Задание
Пожалуйста, напишите продолжение воспоминаний о комсомольском бюро и стенгазете, начиная сразу после их последнего предложения.

───── Фрагмент текста ─────

Я явился на комсомольское бюро факультета и потребовал исключить Валерия из комсомола. Вот так! Дело ограничилось выговором за недобросовестное отношение к делу или что-то в этом роде. Искомая мною справедливость была частично восстановлена.
Эта история имела комичное и поучительное продолжение. Много лет спустя на конференции в Израиле я встретил Валерия, которого не сразу узнал. Он был мне рад. Во время обеденного перерыва он сидел напротив меня и рассказывал, как его «по еврейской линии» преследовали в Советском Союзе и однажды чуть не исключили из комсомола. Я тогда не вмешался в разговор, умолчав о ситуации, в которой один еврей использует советский карательный инструментарий против другого еврея. Я был впечатлен тем, как человеческая биография задним числом обрастает полезными мифами.
Всего дважды я выпустил, по-моему, вполне удачные номера стенгазеты, причем оба раза отступил от стилистики «подлинной» советской прессы. Наверное, поэтому и получилось хорошо. Первый раз мне это сошло с рук, второй — нет.

───── Исходный список ─────

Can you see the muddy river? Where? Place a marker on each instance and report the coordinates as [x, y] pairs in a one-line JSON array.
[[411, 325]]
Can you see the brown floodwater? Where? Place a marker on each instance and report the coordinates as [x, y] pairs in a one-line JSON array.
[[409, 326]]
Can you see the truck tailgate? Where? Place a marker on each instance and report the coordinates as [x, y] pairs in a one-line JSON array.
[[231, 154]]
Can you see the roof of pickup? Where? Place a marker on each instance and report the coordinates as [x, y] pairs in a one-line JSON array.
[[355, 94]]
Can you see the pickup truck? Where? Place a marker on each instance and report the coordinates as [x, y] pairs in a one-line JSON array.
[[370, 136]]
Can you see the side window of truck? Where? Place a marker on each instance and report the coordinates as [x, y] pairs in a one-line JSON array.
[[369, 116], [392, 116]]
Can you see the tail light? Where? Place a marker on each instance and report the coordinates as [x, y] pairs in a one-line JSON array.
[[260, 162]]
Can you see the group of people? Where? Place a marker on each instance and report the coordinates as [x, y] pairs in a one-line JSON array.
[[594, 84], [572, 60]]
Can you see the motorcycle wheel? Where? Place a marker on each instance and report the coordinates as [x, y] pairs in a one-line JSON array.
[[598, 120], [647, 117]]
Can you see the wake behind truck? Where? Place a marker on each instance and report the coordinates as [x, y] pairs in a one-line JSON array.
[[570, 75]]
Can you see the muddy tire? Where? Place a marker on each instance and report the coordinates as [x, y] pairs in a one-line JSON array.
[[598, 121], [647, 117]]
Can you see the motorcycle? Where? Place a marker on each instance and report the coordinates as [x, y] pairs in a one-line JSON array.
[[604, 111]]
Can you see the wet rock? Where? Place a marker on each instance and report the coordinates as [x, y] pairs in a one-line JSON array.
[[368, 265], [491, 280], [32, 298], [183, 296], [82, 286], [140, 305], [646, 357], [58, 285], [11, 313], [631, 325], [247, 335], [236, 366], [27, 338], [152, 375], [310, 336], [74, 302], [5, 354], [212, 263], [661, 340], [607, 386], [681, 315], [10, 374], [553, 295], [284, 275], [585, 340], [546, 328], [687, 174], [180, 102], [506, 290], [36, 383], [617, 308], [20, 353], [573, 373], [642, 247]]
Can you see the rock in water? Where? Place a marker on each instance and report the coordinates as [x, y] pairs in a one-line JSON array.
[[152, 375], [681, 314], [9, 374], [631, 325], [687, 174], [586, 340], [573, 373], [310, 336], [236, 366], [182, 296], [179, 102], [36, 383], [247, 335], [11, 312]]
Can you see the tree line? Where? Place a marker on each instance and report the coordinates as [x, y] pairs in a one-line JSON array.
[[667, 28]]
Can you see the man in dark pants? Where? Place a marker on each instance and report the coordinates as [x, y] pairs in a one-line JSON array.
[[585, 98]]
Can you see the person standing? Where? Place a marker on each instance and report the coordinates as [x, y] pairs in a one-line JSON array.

─────

Ответ
Первая газета, получившая положительный резонанс в виде устных одобрительных откликов и студенческой заинтересованной толчеи у стены, была новогодней и посвящалась предстоящей сессии. На ней я довольно похоже изобразил в виде красноносого Деда Мороза с мешком подарков нового декана Николая Борисовича (было известно, что он неравнодушен к алкоголю), а в виде восточного звездочета в чалме, с узким вислоносым лицом и клинообразной бородой — бывшего декана Юрия Сергеевича. В самом центре газеты красовалась объемная бумажная конструкция. Часы с кукушкой били полночь, причем вместо кукушки из распахнутых дверец над циферблатом высовывался покрытый красной скатертью стол, за которым восседал строгий очкастый экзаменатор, подозрительно похожий на нашего политэконома, профессора Владимира Никифоровича.
Я радовался студенческому ажиотажу вокруг газеты, равно как и реакции втравившего меня в это занятие Юрия Сергеевича, который, ухмыляясь по поводу только что увиденного, пришел к нам на лекцию и начал ее словами: «Ну, Нарский, вы даете!»
Второй случай отступления от стенгазетного канона завершился не столь невинно. Дело было под Новый год, в декабре 1982 года, вскоре после смерти Л. И. Брежнева и за полгода до окончания мною университета. Мы с однокашниками затеяли издание итоговой газеты, которая бы обозревала пять лет нашего пребывания в университетских стенах и подводила бы его итоги. Что-то типа армейского альбома, который изготовляют военнослужащие срочной службы накануне демобилизации из армии, или, в просторечии, «дембеля». Бросили клич по сбору фото, обложились красочными журналами для изготовления коллажей, собрали артефакты словесного творчества однокашников за разные годы, поручили одному из наших поэтов-любителей придумать подписи позабористее к фотографиям.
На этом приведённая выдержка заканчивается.